Provided text:
++++++++++
Magnifies the Injury

“Why is it so hard to develop an attitude of forgiveness? Satan preys on our sinful pride that manifests itself in the form of a reluctance and inability to readily forgive. He magnifies the injury and constantly reminds us of the injustice. This is done in an effort to encourage us to either seek vengeance or vindication.

“God, however, is responsible for dealing with both those issues. If we truly trust in God and don’t lean on our own understanding, we will know His perfect justice. We won’t need to keep a record of wrongs. We also won’t need to refer to our lists of rights as a means of preventing future injury.

“What is truly exciting is that God has not only given us motivation to forgive others, but He has also promised to provide a blessing which is in direct proportion to the severity of the hurt we have forgiven. Jesus told us that if we don’t forgive, we will not be forgiven, and He has promised that those who show mercy will receive mercy. I know I certainly want mercy, not His justice” (Stu Lindner from Crosswalk.com article Forgiveness)

How about you?
++++++++++
Provided information:
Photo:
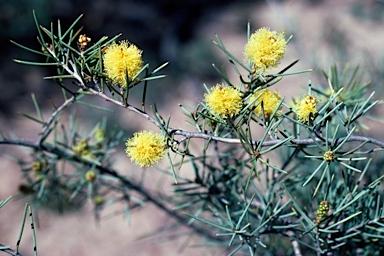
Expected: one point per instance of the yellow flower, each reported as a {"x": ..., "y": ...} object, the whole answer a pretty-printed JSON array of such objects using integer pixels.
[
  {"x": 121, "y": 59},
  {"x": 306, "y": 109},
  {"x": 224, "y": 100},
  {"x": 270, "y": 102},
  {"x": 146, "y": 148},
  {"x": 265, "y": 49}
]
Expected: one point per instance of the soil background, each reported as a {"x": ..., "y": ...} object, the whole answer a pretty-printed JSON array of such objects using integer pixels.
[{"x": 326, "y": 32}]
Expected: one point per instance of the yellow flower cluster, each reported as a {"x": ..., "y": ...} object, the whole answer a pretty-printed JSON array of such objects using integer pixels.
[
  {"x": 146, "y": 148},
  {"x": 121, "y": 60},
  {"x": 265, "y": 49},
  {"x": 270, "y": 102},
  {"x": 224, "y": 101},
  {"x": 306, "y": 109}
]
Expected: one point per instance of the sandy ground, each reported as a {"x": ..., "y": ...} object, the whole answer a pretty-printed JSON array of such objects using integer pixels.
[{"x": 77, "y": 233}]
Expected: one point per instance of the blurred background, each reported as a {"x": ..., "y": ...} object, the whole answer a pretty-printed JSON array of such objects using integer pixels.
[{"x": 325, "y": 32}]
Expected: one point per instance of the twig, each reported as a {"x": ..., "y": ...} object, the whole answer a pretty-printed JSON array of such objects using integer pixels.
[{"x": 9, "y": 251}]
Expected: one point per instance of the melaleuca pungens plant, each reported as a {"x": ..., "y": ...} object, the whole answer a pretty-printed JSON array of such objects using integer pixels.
++++++++++
Goal:
Write out the whole passage on forgiveness word for word, from its heading "Magnifies the Injury" to its last line.

Full response:
Magnifies the Injury

“Why is it so hard to develop an attitude of forgiveness? Satan preys on our sinful pride that manifests itself in the form of a reluctance and inability to readily forgive. He magnifies the injury and constantly reminds us of the injustice. This is done in an effort to encourage us to either seek vengeance or vindication.

“God, however, is responsible for dealing with both those issues. If we truly trust in God and don’t lean on our own understanding, we will know His perfect justice. We won’t need to keep a record of wrongs. We also won’t need to refer to our lists of rights as a means of preventing future injury.

“What is truly exciting is that God has not only given us motivation to forgive others, but He has also promised to provide a blessing which is in direct proportion to the severity of the hurt we have forgiven. Jesus told us that if we don’t forgive, we will not be forgiven, and He has promised that those who show mercy will receive mercy. I know I certainly want mercy, not His justice” (Stu Lindner from Crosswalk.com article Forgiveness)

How about you?